What the task asks:
A single figure is the whole answer: the number of lines in the entries that contain "rough".

(Collected data)
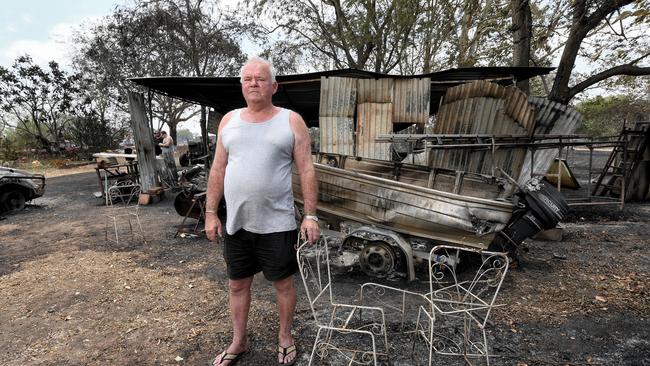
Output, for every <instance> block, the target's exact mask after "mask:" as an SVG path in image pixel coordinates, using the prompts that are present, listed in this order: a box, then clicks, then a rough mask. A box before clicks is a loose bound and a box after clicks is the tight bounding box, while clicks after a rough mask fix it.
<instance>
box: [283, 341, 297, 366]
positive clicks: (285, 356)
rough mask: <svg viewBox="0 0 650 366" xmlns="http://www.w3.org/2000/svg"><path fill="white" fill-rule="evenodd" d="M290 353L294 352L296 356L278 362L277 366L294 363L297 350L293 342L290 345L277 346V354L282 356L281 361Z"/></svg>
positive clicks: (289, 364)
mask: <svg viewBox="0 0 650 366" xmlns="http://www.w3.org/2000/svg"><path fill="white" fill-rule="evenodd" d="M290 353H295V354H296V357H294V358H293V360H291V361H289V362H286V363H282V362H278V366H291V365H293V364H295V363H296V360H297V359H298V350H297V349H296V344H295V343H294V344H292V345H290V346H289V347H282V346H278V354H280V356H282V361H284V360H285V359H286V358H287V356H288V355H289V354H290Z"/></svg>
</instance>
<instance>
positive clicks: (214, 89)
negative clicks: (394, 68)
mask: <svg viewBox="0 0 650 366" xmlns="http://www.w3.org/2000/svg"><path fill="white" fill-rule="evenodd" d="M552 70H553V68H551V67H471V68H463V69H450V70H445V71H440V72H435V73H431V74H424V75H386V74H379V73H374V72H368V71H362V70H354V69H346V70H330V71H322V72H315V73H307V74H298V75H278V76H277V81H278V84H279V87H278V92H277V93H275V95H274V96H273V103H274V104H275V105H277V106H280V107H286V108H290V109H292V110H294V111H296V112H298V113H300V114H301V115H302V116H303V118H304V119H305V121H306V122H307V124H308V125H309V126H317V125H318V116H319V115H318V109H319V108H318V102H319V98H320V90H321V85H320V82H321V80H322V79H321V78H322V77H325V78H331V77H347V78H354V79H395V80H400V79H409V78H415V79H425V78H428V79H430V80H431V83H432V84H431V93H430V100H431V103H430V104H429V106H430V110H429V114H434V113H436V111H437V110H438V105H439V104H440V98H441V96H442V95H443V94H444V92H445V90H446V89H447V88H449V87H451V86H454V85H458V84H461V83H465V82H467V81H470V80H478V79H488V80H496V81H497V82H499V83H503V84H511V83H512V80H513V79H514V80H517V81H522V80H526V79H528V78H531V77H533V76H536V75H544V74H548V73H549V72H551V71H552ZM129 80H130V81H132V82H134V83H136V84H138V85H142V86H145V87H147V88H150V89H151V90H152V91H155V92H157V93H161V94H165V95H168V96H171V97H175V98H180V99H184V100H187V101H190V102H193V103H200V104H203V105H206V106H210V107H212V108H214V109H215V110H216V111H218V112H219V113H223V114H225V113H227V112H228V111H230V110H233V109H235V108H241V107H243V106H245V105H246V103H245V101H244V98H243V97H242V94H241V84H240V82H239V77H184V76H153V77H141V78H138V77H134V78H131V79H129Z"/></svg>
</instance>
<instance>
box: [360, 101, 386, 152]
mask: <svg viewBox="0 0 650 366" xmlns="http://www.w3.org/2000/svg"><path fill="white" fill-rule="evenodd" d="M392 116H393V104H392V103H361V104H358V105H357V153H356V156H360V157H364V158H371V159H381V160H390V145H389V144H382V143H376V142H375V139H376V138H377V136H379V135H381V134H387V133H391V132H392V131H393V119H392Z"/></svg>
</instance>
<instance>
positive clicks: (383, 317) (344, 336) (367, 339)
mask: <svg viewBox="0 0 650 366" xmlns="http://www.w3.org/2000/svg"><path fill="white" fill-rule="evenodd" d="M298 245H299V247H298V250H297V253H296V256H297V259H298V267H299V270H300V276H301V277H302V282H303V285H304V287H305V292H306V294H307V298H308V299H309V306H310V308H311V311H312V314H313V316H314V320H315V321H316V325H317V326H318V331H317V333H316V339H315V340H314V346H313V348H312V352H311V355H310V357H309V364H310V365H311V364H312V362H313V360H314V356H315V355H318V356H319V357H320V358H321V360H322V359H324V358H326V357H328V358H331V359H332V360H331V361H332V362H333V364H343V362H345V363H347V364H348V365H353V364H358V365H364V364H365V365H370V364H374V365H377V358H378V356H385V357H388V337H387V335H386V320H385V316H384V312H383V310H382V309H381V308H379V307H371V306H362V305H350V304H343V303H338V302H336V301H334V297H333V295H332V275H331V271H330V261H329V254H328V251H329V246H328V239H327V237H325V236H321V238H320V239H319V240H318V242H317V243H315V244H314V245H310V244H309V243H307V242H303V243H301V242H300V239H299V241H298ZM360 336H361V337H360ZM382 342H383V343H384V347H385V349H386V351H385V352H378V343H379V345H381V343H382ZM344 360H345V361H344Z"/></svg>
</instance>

Your solution:
2